THE PROBLEM:
Copy each line of the records below that has "gripping" in it.

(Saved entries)
⁂

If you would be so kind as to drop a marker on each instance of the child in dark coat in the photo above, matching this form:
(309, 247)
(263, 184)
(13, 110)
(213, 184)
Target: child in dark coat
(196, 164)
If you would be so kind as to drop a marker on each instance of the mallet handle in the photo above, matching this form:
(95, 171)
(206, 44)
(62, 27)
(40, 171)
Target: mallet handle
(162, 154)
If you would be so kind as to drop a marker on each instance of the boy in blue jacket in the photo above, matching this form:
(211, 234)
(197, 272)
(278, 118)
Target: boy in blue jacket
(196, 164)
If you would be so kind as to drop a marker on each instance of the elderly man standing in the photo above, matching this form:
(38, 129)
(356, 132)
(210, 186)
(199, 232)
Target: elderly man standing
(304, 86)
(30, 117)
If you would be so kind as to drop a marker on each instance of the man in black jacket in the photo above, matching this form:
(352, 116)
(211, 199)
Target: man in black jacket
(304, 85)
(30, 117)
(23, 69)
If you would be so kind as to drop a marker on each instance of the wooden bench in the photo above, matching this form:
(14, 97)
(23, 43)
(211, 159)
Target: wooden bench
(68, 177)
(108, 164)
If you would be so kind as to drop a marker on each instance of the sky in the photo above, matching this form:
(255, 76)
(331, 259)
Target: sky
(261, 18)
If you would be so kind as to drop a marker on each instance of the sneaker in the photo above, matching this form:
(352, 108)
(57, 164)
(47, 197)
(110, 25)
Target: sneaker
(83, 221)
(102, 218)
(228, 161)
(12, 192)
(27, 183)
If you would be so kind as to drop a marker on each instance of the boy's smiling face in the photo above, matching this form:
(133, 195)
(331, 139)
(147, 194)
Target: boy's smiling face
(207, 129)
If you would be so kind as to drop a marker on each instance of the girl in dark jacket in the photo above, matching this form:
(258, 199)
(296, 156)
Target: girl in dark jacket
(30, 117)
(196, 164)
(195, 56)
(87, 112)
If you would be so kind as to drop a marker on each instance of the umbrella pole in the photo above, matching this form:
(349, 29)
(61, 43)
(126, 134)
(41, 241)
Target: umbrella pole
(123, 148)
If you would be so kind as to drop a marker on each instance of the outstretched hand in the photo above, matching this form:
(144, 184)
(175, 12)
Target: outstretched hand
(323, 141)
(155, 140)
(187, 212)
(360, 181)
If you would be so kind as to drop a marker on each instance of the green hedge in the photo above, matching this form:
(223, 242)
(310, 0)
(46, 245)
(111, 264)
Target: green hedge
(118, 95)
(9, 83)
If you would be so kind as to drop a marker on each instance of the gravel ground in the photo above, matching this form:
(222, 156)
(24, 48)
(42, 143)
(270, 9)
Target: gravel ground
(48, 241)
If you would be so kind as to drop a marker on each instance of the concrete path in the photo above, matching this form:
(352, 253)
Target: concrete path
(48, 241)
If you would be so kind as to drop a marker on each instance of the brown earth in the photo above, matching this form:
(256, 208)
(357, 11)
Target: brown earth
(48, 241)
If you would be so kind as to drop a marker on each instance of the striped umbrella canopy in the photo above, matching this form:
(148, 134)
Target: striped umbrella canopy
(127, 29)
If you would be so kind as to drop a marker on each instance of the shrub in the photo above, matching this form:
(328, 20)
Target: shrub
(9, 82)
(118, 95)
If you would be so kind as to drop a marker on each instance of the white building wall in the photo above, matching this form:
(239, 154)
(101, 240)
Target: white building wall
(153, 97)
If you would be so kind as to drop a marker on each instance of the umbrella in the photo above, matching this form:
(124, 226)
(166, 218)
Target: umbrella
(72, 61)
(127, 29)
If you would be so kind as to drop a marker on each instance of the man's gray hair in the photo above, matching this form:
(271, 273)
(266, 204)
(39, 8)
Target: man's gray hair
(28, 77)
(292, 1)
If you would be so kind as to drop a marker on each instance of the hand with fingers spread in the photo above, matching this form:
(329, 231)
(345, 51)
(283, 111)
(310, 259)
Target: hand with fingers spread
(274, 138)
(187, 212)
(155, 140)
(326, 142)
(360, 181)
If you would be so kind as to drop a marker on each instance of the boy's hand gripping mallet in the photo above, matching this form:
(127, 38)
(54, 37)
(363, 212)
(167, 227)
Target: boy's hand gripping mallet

⁂

ANSWER BOX:
If you would be so kind as to drop a marker on each instance of the boy's hand gripping mallet in the photo above, matching this form:
Target: boy's hand gripping mallet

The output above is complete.